EXERCISE DESCRIPTION
Return every row below that contains the word "water". Case counts.

[Data records]
####################
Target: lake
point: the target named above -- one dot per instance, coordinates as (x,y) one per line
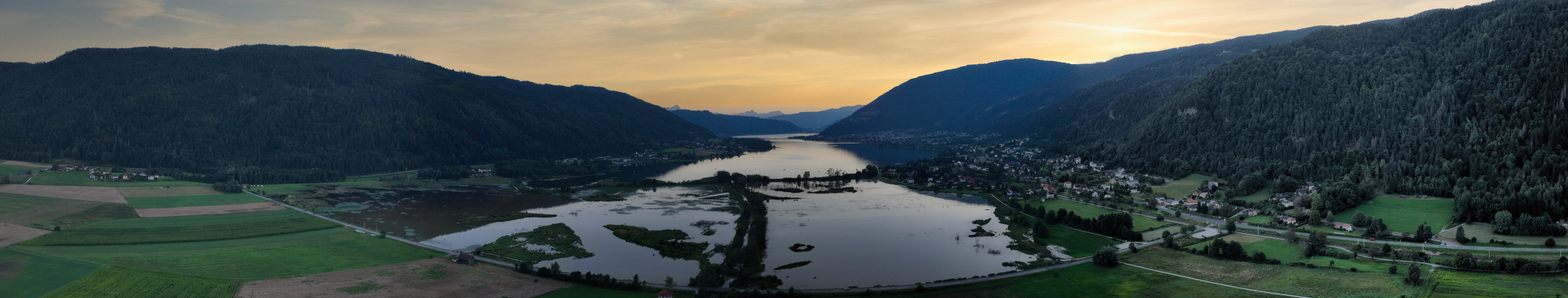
(880,234)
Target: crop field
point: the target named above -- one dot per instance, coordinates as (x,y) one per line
(51,210)
(83,194)
(1183,187)
(258,257)
(182,232)
(104,212)
(139,192)
(113,281)
(1482,234)
(16,203)
(60,178)
(1275,278)
(192,201)
(1078,244)
(1404,215)
(30,275)
(1489,284)
(1139,222)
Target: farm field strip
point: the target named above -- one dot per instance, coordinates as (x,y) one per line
(192,201)
(82,194)
(209,209)
(145,192)
(48,210)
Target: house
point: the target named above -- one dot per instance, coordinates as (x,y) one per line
(465,259)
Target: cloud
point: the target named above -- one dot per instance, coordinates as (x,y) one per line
(127,13)
(1143,32)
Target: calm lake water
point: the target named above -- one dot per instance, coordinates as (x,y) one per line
(878,236)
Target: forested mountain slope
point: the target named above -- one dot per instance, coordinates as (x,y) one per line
(730,125)
(1112,108)
(305,107)
(1463,103)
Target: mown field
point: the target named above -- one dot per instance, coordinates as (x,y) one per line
(1457,284)
(258,257)
(30,275)
(1139,222)
(1482,234)
(1277,278)
(1404,215)
(173,229)
(115,281)
(192,201)
(1181,187)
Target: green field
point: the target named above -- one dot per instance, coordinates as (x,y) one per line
(192,201)
(1258,197)
(104,212)
(1078,244)
(1183,187)
(1404,215)
(113,281)
(1489,284)
(29,275)
(60,178)
(1139,222)
(1275,278)
(16,203)
(259,257)
(1482,234)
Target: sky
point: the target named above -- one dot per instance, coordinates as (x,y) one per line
(720,55)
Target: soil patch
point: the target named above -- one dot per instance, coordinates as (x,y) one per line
(145,192)
(11,234)
(26,164)
(419,278)
(209,209)
(83,194)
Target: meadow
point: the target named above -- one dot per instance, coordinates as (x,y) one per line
(192,201)
(256,257)
(173,229)
(115,281)
(1181,187)
(32,275)
(1139,222)
(1404,215)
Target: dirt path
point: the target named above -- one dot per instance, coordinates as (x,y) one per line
(26,164)
(11,234)
(419,278)
(83,194)
(209,210)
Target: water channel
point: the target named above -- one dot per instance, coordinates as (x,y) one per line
(877,236)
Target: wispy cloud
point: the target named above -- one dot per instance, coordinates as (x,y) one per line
(1143,32)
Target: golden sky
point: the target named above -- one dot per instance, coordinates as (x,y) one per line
(722,55)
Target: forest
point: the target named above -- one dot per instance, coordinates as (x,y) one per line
(273,110)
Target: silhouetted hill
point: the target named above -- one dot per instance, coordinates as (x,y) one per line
(305,107)
(730,125)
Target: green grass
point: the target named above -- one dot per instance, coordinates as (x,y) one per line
(32,275)
(1139,222)
(192,201)
(1078,244)
(1277,278)
(113,281)
(1490,284)
(600,292)
(1258,197)
(16,203)
(258,257)
(1183,187)
(1404,215)
(1482,234)
(105,212)
(60,178)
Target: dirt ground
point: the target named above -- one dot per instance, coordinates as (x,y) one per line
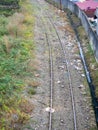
(62,116)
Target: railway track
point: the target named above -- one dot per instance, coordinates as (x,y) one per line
(51,72)
(62,108)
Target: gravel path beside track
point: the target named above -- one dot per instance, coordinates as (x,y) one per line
(60,74)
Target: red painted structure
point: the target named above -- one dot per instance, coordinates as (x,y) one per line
(88,6)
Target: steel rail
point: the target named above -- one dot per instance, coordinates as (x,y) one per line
(51,70)
(51,83)
(51,76)
(69,75)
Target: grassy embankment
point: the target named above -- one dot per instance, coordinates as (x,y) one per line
(16,65)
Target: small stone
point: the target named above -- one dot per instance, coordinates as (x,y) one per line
(58,82)
(62,86)
(37,75)
(61,67)
(48,109)
(62,121)
(83,75)
(81,86)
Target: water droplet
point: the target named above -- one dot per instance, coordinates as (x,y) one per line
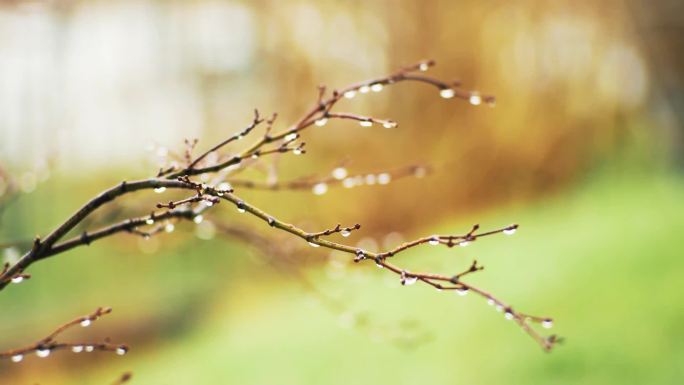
####################
COMPLETED TASK
Target: calm lake water
Target: water channel
Target: water droplet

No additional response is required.